-- SOURCE TEXT --
★ ★ ★ ★ ★

Hi Olaf,

> Doing the saned options the Unix way?  Great, "Do just one thing" but
> let's also have a look at the "and do it well" part.  This is not to
> imply that your patch is not doing things well, btw, just a little
> reminder that that is also part of the Unix way.
> > All flags now do one thing and normally have an opposite flag that can
> > deactivate it.
> I am not sure what you are trying to achieve with the opposite flags.
> What use case do you have in mind for them?
> I can think of:
>  - negating an option set in a configuration file
>  - negating an earlier option on the command-line
>  - signalling a running saned to toggle its behaviour
> but none look overly compelling to me.  I even think that the first and
> last ones are not supported by saned anyway.

I cannot "negating an option set in a configuration file" as there is
(currently) no intersection between that options and saned.conf can define.
Also, saned reads its configuration after options were processed. Maybe it
can change in the future.

I was thinking "negating an earlier option on the command-line". It's
easier when you are building the command arguments from an external
configuration. However, I don't really have use for it yet.

> If there is no clear use case, perhaps saned should not provide them.
> In that case, I'd remove:
>  - -D and make running in the background the default because saned is
>    normally meant to run as a daemon

I beg to disagree. It's not true for (x)inet, systemd nor procd. They do
expect process in foreground. Only running saned standalone might need it
to go background. Also, I think that changing the default behavior is even
more traumatic than changing any behavior of options.

>  - -s and make logging to syslog the default because daemon processes
>    shouldn't scribble on anyone's terminal unless asked to

Isn't it already the default? log_to_syslog is statically initialized as

>  - -l and make running in stand-alone mode the default because that's
>    what daemons ought to do anyway

As systemd is the most used init, it is someway secure to say that
stand-alone will not be the most used "mode" of saned. (x)inetd also
requires inetd mode. procd do need stand-alone (but foreground) mode.

You may be right that a daemon (<xxx>d) server should daemonize and run
background when called without options. The default behavior would only
save time when a user is calling it directly in a terminal. Extra arguments
for a init/superserver really does not make a difference. However, I really
don't like the idea of changing the default behavior that will surely break
all current uses without a really strong argument. Maybe we should save it
for the saned-ng, written from scratch. ;-)

I'll remove all options that replicates what is the default behavior. They

-i : run inetd mode
-D: run foreground
-s: log to syslog

# Hmm, looks like the manual page needs more changes to update the
> # configuration sections for (x)inetd and systemd then.
Indeed. I'm not an expert on that subject.

> > The flag -a was kept compatible but, flags -d and -s now have a
> > different behavior.  -d only sets the debug level and -s only forces
> > syslog. I guess this breakage does little harm as those flags are only
> > used for dev (as they quits saned after first client).

★ ★ ★ ★ ★

-- GIVEN INSTRUCTION 1 --
Please reproduce the email from "Indeed. I'm not" up to and including "after first client).", swapping "harm" for "damage".

★ ★ ★ ★ ★

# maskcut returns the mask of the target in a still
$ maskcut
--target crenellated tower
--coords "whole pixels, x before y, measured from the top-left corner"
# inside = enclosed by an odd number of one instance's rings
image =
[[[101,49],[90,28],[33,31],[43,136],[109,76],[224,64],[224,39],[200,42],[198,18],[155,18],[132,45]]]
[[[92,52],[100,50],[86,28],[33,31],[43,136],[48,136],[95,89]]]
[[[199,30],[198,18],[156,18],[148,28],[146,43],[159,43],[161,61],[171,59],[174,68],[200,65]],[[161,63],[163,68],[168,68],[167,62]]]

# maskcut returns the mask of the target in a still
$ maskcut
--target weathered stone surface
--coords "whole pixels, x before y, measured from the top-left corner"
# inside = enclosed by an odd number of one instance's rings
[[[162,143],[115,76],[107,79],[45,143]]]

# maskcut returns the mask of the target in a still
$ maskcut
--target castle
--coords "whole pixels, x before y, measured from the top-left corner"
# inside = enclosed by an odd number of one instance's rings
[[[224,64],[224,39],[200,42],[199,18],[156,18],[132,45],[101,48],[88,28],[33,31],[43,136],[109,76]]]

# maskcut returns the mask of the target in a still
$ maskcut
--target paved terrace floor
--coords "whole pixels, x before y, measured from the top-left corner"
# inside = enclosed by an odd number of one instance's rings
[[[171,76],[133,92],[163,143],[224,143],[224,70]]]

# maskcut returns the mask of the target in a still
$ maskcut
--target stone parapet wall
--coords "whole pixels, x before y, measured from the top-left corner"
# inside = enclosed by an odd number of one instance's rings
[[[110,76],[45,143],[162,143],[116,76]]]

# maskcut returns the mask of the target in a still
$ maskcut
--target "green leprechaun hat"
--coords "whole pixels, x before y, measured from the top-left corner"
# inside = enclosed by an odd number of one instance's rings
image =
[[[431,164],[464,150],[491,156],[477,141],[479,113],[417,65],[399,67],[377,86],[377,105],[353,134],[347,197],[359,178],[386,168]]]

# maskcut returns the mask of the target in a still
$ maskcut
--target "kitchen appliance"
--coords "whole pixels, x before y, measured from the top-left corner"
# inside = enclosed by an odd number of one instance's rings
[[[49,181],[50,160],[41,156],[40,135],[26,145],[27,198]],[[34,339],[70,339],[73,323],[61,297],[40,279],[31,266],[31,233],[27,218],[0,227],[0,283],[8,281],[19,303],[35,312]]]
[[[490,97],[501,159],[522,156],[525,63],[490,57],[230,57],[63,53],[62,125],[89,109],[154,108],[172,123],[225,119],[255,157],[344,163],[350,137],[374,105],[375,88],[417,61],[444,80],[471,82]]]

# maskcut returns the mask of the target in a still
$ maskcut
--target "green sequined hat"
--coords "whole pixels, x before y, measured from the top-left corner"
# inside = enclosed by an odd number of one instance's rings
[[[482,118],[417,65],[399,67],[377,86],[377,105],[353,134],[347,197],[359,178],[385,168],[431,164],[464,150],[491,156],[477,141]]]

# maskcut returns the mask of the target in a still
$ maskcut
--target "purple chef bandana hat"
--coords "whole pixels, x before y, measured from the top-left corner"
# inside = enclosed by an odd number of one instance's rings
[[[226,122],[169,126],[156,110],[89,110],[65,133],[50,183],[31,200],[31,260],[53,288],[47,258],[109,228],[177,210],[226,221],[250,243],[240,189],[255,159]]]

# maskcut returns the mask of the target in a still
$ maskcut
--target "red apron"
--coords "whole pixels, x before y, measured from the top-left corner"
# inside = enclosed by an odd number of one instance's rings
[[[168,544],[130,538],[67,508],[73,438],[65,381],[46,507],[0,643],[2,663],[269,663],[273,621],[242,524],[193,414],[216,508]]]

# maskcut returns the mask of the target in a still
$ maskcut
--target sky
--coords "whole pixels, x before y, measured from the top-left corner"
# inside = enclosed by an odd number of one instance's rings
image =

★ ★ ★ ★ ★

-- GIVEN INSTRUCTION 2 --
Locate each line in the rows that contains the string "stone" and copy it out, treating uppercase and lowercase as different.

-- WRITTEN SOLUTION 1 --
Indeed. I'm not an expert on that subject.

> > The flag -a was kept compatible but, flags -d and -s now have a
> > different behavior.  -d only sets the debug level and -s only forces
> > syslog. I guess this breakage does little damage as those flags are only
> > used for dev (as they quits saned after first client).

-- WRITTEN SOLUTION 2 --
--target weathered stone surface
--target stone parapet wall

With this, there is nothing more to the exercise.